Il a été condamné à 33 ans de prison.

***

Page après page de témoignages du genre sur le site de Project Unbreakable. Des femmes, surtout. De tous les âges, de toutes origines, grandes, petites, minces, boulottes, hétéros ou pas. Des centaines de témoignages silencieux.

On sort de Project Unbreakable avec un cafard lancinant, parce qu’on ne peut pas lire ces témoignages sans se dire qu’il y a quelque chose de tordu dans le logiciel interne de l’Homme.

Mais il y a tout de même quelque chose de grand, de beau dans ces victimes qui témoignent. Et qui témoignent, bien souvent, à visage découvert de ce traumatisme qui les hante encore.

Le sous-titre de Project Unbreakable est « The Art of Healing », l’art de la guérison. Et en regardant les photos des victimes de Project Unbreakable, en lisant leurs témoignages, je me suis souvenu du livre du reporter français Jean-Paul Mari, Sans blessures apparentes. Habitué des zones de guerre, Mari a subi un choc post-traumatique en Irak quand, en 2003, un collègue est mort devant lui, déchiqueté par l’obus d’un blindé américain.

Ce qu’a vécu Jean-Paul Mari n’était pas un viol. Mais son choc post-traumatique s’apparente à celui que peuvent vivre les victimes d’agression sexuelle. Et dans son récit magnifique, le journaliste explore la façon dont on peut surmonter un événement traumatique. Quand j’ai interviewé Mari, il avait insisté sur l’importance de parler de l’événement traumatique. De nommer les choses. Et de les nommer encore. De nommer l’indicible, ce qui ne se dit pas.

« Parler, m’avait-il dit, c’est emprunter le chemin de la guérison. »

Ça semble facile à faire. Mais c’est en fait quelque chose de si difficile à faire que bien des gens, après un traumatisme sans blessures apparentes, finissent par en mourir. Parce que ça ne sort pas. Parce que ça ne se dit pas. Parce que ça ne se nomme pas.

====

§ **CONSIGNES**:
**a.** Dans l'extrait, reformulez sous forme de liste le paragraphe qui commence par « Ce qu'a vécu Jean-Paul Mari » en conservant ses faits principaux.
**b.** Rédigez la suite de l'extrait sur Project Unbreakable, à partir de sa dernière phrase.

Entrées de données enregistrées
====

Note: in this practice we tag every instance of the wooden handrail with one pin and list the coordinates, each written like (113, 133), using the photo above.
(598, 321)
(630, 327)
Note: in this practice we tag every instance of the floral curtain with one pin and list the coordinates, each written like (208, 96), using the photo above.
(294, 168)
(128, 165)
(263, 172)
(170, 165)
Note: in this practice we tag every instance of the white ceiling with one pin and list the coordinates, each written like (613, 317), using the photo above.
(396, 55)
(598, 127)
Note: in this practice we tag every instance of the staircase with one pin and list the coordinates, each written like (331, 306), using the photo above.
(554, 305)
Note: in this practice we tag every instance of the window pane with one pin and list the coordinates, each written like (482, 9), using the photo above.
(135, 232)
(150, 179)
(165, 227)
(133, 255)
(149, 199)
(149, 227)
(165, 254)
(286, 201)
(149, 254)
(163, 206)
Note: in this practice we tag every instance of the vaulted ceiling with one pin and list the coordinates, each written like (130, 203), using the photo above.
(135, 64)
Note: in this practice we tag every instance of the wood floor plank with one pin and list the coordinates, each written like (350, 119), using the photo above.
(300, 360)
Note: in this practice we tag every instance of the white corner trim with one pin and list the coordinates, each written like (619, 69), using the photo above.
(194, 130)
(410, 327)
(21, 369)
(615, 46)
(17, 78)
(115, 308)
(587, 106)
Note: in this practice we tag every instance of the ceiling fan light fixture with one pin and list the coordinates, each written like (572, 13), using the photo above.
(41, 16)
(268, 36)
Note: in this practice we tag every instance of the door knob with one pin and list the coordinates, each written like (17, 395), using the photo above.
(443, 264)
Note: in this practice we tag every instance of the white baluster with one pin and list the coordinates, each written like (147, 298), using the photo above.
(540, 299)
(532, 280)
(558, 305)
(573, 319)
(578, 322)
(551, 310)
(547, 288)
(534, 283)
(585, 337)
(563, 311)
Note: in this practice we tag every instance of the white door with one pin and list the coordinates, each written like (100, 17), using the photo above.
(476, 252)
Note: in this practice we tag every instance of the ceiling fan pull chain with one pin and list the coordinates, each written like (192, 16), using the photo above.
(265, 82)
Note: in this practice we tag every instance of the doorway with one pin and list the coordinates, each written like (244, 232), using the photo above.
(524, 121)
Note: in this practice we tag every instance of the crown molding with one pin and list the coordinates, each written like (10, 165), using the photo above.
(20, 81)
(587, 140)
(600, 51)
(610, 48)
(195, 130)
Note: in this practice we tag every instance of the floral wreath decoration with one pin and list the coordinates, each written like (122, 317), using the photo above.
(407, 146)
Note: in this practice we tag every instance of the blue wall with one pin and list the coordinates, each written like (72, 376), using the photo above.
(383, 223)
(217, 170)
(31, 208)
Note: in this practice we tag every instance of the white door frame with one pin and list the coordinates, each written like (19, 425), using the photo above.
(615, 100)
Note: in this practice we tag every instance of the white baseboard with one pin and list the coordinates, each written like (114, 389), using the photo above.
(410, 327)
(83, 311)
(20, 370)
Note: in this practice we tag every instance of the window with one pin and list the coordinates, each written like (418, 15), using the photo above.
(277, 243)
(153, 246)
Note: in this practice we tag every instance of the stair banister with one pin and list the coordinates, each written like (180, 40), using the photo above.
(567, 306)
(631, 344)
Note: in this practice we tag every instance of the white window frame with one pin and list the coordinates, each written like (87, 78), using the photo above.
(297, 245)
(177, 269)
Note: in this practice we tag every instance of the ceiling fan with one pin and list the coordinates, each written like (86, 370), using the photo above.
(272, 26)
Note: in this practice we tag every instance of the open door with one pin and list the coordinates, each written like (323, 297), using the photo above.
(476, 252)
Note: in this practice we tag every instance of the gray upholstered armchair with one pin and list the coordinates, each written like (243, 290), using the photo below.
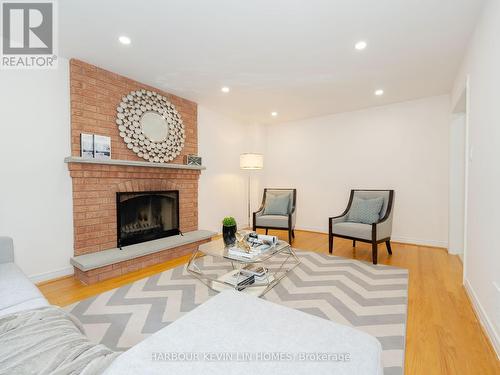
(277, 211)
(378, 232)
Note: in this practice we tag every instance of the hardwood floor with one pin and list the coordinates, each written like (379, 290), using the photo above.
(443, 334)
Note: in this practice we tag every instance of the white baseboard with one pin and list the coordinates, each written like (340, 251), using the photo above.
(66, 271)
(487, 324)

====

§ **RÉPONSES**:
**a.**
- Jean-Paul Mari n'a pas vécu un viol, mais son choc post-traumatique ressemble à celui que peuvent vivre les victimes d'agression sexuelle.
- Dans son récit, le journaliste explore la façon de surmonter un événement traumatique.
- En entrevue, il a insisté sur l'importance de parler de l'événement traumatique : nommer les choses, les nommer encore, nommer l'indicible.

**b.**
C’est ce qui fait la puissance de Project Unbreakable. Ces victimes, devant nous, arrivent à exprimer l’indicible.

« JE SUIS INDESTRUCTIBLE »

L’initiative de Grace Brown fait des petits. « Depuis des années, dit Tanya St-Jean, je cherche une voix, un exutoire qui aiderait des gens qui, tout comme moi, vivent dans le silence et le secret la violence de l’agression sexuelle. Il y a deux semaines, j’ai reçu la claque de l’inspiration : Project Unbreakable. »

Tanya a eu vent de Project Unbreakable par les médias sociaux. Épaulée par deux amies, Fannie Boisvert St-Louis et Roxanne Guérin, elle a décidé de lancer un volet québécois du projet, en invitant des victimes d’ici à raconter leur agression. C’est ainsi que « Je suis indestructible » est né.

L’initiative québécoise est un peu différente, cependant : elle ouvre l’expérience à d’autres formes d’expression artistique, comme des poèmes, des capsules vidéo et la peinture.

« L’objectif est de rendre l’expérience le plus libératrice possible, un exutoire qui permette à la victime de se réapproprier son corps, une partie de sa vie, de sa dignité », dit Tanya.

Tanya, Fannie et Roxanne ont commencé par solliciter des témoignages dans leurs cercles d’amis immédiats. Puis, grâce aux médias sociaux, le mot s’est passé et Je suis indestructible a commencé à apparaître dans les fils Facebook et Twitter, cette semaine…

« Si tu ne l’as pas vécu, tu ne peux pas savoir c’est quoi, dit Fannie Boisvert St-Louis. Voir ces photos, lire ces mots, et parfois même voir un visage et son émotion, c’est vraiment puissant. Le viol est encore un tabou. Et il n’y a pas d’endroit où les femmes peuvent s’exprimer. »

Tanya voit dans Project Unbreakable et dans le volet québécois qu’elle propose un exemple de la puissance rassembleuse du web. « Parce qu’en unissant nos voix, nous brisons le secret, le tabou. Parce que le web offre aux personnes l’occasion de dénoncer leurs agressions – en plus d’être appuyées, soutenues par des centaines de personnes, des personnes qui ne se connaissent pas entre elles, mais qui portent le même combat. »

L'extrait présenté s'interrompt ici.